# Problem description
Pick out each line of the items below that contains the word "hillside" and copy those lines.

# Supplied material
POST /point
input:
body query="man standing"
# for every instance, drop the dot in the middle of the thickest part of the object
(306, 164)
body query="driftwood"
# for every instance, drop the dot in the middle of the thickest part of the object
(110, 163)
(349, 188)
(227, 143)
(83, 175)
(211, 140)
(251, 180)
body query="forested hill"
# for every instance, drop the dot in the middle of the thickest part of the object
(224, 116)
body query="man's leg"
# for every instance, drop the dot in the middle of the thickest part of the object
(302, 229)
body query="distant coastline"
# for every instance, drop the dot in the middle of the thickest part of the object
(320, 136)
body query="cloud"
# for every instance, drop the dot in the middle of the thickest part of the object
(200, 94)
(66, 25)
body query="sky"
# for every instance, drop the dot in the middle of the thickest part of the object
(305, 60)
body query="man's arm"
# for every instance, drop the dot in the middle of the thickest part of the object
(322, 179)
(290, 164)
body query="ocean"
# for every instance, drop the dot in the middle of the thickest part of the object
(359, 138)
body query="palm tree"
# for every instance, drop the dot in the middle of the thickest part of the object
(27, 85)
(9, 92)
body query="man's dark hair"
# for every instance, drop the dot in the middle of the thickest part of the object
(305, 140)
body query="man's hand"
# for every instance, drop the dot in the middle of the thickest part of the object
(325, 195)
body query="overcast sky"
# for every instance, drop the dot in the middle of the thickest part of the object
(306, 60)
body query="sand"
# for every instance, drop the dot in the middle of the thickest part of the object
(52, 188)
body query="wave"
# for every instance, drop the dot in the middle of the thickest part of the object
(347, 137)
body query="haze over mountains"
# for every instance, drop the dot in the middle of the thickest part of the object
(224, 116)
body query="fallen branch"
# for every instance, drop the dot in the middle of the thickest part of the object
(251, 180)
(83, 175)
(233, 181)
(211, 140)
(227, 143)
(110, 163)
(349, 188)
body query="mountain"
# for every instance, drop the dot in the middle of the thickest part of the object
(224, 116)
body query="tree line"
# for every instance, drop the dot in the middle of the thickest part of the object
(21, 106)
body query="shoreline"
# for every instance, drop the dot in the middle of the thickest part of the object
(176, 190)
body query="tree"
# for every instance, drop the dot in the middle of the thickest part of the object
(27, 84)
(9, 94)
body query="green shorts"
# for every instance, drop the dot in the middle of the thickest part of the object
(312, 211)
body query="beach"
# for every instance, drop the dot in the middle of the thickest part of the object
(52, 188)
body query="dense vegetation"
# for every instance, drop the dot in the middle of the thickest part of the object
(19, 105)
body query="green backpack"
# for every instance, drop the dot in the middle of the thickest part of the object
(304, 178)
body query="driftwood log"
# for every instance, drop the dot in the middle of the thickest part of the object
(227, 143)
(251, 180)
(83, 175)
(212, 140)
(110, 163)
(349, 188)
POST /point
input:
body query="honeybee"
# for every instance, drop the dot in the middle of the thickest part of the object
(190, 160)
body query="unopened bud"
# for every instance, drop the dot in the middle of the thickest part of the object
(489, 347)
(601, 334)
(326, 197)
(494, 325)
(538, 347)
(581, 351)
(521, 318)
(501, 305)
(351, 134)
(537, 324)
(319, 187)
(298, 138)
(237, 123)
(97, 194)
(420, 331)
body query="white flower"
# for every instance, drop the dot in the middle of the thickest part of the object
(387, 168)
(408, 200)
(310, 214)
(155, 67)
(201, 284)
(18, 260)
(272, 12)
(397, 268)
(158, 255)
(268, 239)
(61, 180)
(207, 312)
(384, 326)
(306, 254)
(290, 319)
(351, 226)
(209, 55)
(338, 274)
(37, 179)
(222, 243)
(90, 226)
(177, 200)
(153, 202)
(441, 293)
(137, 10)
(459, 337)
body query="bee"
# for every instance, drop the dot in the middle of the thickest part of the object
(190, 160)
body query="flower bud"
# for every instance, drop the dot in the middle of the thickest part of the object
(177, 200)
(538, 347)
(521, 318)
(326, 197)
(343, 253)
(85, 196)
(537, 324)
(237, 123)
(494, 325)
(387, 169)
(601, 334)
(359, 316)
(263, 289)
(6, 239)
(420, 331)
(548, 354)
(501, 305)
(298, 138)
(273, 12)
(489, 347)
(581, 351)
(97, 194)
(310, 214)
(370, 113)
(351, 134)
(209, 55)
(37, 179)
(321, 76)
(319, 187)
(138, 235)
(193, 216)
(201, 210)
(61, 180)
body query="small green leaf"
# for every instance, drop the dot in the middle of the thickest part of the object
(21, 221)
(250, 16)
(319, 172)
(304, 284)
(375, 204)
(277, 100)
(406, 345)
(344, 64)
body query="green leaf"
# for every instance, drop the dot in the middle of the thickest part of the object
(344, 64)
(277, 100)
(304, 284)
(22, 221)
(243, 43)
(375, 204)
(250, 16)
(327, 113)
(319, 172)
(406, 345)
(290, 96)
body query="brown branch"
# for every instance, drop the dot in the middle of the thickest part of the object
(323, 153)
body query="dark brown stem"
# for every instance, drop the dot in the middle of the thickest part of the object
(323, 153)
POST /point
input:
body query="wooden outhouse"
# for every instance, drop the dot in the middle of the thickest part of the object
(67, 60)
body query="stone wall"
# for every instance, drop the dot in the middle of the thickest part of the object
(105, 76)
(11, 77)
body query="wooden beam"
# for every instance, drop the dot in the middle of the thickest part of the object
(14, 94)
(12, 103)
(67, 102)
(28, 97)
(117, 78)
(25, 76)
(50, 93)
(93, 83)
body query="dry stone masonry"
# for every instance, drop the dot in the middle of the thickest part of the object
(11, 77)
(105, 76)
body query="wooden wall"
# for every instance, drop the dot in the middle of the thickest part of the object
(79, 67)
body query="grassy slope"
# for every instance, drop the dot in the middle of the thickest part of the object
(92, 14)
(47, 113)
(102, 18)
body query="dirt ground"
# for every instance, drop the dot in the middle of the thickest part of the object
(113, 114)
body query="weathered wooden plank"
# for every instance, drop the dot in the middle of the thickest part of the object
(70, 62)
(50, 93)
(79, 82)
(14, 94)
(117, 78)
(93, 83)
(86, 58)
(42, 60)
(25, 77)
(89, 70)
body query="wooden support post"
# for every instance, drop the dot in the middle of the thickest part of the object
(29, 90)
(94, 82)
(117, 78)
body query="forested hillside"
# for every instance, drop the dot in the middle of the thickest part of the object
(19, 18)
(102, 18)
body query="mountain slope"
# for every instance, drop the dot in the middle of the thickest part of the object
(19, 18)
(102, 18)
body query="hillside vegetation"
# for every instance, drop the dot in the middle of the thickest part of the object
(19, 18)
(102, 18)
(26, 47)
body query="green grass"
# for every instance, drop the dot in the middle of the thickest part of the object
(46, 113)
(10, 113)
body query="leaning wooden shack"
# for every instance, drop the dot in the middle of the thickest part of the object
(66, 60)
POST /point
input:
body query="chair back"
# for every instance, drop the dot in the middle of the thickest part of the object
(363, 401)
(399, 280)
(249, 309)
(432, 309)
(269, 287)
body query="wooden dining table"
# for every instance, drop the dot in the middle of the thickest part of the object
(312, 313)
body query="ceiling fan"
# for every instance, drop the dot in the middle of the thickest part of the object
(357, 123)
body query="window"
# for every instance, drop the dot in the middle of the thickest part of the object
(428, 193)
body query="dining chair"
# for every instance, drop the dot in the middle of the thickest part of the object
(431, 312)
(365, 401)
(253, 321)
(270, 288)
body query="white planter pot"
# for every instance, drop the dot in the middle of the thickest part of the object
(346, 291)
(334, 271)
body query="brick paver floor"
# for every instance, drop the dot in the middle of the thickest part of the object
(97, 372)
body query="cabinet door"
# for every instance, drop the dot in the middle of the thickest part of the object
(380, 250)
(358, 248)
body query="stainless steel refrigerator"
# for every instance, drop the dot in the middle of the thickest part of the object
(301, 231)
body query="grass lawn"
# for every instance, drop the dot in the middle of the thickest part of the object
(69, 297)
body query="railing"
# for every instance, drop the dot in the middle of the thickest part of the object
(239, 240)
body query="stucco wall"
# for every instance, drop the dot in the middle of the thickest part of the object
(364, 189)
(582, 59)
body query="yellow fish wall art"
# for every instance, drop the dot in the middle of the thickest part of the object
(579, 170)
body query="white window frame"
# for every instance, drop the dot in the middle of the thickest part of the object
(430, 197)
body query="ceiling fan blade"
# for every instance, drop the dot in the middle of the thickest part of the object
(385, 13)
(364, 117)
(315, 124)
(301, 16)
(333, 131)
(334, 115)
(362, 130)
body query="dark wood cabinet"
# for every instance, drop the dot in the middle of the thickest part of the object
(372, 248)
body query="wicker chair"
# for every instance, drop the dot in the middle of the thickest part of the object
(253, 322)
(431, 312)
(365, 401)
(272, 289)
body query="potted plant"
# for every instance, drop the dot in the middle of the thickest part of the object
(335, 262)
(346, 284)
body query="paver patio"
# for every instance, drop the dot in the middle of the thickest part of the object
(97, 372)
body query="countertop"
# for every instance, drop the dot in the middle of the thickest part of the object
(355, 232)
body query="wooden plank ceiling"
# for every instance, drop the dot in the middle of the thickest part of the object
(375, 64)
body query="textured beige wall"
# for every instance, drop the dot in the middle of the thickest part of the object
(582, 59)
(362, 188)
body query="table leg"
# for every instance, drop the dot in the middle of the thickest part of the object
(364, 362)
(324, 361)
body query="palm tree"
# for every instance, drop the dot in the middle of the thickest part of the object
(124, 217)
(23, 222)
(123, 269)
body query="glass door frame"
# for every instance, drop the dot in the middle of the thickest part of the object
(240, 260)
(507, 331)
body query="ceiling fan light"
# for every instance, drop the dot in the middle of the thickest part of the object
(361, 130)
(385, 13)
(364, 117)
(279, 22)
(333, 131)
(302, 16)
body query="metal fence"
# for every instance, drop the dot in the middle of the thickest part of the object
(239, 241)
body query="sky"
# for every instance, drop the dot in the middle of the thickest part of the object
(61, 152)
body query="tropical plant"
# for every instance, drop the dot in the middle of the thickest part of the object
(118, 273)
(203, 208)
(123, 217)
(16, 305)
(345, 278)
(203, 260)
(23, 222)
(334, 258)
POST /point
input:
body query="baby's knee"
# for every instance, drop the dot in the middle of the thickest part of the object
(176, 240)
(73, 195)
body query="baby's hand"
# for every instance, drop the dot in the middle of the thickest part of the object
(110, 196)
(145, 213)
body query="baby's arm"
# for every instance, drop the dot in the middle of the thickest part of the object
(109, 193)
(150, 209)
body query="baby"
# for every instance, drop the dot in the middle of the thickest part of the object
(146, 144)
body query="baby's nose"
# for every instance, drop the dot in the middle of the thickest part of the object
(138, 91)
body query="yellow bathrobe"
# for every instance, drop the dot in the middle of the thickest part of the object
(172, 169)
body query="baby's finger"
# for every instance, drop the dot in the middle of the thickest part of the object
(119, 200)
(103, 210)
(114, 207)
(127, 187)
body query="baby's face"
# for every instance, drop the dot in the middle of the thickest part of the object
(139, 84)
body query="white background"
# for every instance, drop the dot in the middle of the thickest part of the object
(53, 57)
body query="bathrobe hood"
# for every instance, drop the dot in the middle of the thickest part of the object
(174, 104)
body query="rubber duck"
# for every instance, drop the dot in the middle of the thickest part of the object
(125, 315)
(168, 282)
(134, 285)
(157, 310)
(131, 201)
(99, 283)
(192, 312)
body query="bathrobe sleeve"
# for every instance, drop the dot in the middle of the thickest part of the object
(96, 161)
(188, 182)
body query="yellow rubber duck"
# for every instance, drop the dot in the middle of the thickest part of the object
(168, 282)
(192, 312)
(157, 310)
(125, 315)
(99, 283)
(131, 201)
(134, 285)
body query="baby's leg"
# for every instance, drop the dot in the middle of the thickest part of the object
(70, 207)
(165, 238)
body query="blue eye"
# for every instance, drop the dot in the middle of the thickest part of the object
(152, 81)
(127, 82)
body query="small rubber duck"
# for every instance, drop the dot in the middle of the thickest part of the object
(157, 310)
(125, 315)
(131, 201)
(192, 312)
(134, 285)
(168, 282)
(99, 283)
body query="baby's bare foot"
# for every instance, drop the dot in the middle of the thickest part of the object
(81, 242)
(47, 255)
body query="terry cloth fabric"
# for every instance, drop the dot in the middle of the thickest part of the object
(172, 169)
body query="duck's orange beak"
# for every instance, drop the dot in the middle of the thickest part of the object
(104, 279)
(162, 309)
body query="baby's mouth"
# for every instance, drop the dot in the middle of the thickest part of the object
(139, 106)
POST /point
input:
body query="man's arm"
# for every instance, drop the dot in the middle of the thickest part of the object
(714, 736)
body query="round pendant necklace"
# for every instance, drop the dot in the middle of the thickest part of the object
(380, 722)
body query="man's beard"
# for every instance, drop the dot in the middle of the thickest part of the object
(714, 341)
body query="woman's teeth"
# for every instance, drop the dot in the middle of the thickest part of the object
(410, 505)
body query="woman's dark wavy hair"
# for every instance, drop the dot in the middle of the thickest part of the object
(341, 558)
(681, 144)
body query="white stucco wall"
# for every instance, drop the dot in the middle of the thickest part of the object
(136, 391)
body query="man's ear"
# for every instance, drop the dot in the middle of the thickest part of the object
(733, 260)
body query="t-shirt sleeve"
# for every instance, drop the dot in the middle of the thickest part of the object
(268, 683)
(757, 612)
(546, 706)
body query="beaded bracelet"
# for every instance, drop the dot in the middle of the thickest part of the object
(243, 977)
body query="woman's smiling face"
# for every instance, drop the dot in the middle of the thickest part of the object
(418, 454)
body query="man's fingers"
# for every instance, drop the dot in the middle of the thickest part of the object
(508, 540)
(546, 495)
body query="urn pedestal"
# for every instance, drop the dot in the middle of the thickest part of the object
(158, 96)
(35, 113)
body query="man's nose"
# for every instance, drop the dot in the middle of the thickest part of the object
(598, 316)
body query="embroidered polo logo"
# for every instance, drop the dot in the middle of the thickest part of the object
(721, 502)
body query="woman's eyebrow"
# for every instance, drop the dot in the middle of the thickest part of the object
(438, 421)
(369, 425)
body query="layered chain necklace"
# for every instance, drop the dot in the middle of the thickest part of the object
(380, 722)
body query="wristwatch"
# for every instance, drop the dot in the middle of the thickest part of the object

# Response below
body query="forested hillside"
body query="hillside vegetation"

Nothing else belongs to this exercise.